**Instructions:**
#1 In the text on the religion of German chancellors, reproduce the stretch from "Although there were" through "confession at all.", switching "Christian funeral" to "religious burial".
#2 Answer these from the text on the religion of German chancellors:
(a) What faith does the current chancellor, Friedrich Merz, hold?
(b) Since what year was the Prussian Union of Churches in force?
(c) Which chancellor was Reformed (Calvinist)?

**Selected excerpt:**
The current German chancellor, Friedrich Merz, is Catholic.

==Details==
Most of Germany's chancellors have been either Protestants or Catholics. A significant portion of Protestant chancellors belonged to the Prussian Union of Churches, which united the Reformed and Lutheran confessions throughout the Kingdom of Prussia and was in force since 1817. Some Catholic chancellors came from the Catholic Centre Party. The Christian Democratic Union, a party of both Catholics and Protestants, produced both kinds of chancellors. One chancellor, namely Philipp Scheidemann, was Reformed (Calvinist).

Although there were some religious sceptic chancellors, most never officially renounced their faith and were given a Christian funeral. Hermann Müller, a Social Democrat heavily influenced by his father, an advocate of Ludwig Feuerbach's views, is the only one notable for not having been a member of any confession at all.

**Listed records:**
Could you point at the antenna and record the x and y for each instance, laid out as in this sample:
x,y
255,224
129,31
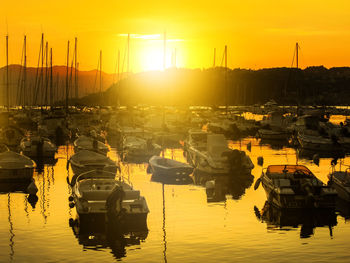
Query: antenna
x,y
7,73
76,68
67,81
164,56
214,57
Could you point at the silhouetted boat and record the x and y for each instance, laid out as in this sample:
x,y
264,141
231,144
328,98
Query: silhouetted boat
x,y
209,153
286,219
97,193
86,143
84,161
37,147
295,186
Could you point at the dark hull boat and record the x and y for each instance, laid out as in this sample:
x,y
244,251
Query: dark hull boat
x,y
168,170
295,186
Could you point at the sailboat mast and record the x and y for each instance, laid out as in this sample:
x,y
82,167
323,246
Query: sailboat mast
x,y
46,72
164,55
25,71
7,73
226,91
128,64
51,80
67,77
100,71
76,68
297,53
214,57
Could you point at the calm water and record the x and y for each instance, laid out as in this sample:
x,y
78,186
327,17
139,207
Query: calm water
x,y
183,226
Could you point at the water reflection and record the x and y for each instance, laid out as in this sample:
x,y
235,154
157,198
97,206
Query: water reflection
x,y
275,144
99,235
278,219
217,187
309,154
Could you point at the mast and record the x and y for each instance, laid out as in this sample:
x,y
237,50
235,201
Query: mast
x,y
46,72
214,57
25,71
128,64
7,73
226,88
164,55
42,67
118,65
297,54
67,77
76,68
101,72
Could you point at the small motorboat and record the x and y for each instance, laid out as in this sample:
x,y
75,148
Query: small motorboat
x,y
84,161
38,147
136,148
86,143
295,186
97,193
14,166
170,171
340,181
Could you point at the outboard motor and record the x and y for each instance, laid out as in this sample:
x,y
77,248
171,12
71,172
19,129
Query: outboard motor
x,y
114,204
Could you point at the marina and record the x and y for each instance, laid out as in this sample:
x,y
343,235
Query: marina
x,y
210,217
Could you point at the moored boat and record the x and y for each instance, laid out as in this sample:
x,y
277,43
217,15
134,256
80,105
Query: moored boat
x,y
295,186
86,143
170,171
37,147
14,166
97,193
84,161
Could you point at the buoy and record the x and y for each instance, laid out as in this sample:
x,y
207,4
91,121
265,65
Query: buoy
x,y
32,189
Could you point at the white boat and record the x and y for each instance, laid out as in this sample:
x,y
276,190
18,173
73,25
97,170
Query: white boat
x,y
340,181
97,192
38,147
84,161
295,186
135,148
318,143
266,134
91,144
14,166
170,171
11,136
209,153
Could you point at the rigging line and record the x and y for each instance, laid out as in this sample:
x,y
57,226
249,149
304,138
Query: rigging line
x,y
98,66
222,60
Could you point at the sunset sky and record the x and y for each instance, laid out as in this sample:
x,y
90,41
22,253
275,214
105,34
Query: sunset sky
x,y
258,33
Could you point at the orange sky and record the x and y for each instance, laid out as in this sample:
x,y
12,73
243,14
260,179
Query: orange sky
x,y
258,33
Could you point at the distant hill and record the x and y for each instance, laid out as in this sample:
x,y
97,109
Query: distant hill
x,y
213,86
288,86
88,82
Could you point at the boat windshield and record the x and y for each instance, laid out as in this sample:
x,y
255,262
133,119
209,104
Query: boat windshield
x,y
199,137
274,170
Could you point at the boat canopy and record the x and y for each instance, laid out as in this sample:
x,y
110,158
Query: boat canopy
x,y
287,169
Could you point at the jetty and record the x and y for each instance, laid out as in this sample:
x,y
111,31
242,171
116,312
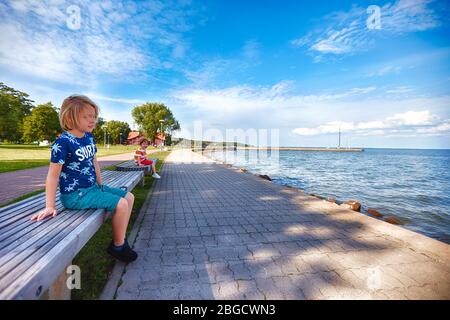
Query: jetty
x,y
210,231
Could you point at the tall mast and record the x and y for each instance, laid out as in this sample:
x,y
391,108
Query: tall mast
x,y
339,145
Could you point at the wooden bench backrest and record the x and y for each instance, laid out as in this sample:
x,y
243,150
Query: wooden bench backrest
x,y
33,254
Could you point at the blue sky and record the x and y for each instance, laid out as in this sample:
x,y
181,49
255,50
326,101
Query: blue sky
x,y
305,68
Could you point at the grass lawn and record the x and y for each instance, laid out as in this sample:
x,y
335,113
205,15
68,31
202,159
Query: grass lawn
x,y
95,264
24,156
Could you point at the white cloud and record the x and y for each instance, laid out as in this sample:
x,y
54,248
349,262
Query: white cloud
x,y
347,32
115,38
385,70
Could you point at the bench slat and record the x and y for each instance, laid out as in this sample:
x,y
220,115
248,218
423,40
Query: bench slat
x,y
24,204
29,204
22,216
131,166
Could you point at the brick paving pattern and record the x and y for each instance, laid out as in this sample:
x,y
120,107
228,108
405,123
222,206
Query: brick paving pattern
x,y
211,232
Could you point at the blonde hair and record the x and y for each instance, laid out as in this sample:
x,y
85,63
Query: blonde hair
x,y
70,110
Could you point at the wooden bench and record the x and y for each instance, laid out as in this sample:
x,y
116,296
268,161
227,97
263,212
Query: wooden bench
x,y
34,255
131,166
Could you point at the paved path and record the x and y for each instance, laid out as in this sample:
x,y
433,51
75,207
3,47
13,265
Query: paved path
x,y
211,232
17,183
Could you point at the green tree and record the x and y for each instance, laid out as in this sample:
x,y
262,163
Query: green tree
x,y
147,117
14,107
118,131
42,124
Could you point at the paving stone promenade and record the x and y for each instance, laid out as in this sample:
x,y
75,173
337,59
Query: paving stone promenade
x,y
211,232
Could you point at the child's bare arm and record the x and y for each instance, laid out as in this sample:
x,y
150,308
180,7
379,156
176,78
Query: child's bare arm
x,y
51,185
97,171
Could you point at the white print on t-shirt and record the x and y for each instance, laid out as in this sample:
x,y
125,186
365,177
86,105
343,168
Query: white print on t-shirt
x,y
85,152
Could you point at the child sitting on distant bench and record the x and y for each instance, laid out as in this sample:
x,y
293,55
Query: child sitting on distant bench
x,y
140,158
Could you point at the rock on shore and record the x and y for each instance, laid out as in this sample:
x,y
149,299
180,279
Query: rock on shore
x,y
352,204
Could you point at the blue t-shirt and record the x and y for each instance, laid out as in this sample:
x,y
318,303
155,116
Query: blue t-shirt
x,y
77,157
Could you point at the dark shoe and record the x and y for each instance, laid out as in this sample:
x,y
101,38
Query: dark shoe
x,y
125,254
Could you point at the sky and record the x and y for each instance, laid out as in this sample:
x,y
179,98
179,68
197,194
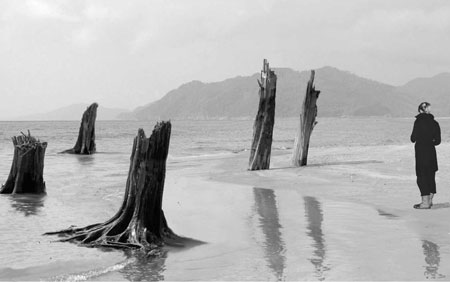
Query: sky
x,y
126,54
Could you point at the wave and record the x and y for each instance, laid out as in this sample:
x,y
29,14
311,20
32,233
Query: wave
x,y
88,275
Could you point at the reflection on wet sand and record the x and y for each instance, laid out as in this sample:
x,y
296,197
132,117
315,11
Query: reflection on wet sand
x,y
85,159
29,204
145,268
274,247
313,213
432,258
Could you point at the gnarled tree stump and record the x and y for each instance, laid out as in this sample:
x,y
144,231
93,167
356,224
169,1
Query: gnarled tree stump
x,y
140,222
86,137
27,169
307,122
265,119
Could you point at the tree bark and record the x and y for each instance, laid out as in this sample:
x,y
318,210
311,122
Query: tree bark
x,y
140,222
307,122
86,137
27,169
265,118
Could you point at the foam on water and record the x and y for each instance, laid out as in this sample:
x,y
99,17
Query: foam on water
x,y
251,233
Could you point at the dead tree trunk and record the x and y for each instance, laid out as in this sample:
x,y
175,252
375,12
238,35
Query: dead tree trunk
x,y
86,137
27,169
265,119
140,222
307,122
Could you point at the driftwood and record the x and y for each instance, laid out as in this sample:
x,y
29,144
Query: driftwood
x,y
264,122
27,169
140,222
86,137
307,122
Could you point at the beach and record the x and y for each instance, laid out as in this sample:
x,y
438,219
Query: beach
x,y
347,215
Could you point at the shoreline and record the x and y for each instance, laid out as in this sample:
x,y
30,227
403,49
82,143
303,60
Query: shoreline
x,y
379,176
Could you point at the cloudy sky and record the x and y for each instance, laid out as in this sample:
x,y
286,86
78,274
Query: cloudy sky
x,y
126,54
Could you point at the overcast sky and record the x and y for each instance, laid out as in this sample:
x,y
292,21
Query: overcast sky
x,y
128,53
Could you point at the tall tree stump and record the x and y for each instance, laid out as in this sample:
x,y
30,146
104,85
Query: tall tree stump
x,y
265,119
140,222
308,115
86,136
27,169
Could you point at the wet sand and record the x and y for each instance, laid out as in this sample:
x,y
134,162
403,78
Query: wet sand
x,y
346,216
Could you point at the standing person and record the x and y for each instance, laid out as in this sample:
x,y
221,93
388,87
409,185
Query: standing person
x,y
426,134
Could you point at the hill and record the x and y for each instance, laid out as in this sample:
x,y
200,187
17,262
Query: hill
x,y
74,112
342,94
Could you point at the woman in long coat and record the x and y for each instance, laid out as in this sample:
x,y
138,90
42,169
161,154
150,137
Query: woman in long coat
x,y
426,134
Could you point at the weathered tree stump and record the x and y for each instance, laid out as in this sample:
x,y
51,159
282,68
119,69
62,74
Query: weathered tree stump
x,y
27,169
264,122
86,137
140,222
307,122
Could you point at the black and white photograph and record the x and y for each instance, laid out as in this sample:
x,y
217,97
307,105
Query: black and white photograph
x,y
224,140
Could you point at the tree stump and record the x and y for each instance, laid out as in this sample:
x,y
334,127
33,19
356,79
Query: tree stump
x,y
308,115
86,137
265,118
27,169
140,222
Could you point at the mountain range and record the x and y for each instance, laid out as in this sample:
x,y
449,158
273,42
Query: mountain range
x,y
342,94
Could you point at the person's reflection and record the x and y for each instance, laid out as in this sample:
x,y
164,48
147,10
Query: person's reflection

**Outputs for the tasks:**
#1
Although there were some religious sceptic chancellors, most never officially renounced their faith and were given a religious burial. Hermann Müller, a Social Democrat heavily influenced by his father, an advocate of Ludwig Feuerbach's views, is the only one notable for not having been a member of any confession at all.

#2
(a) Catholic.
(b) 1817.
(c) Philipp Scheidemann.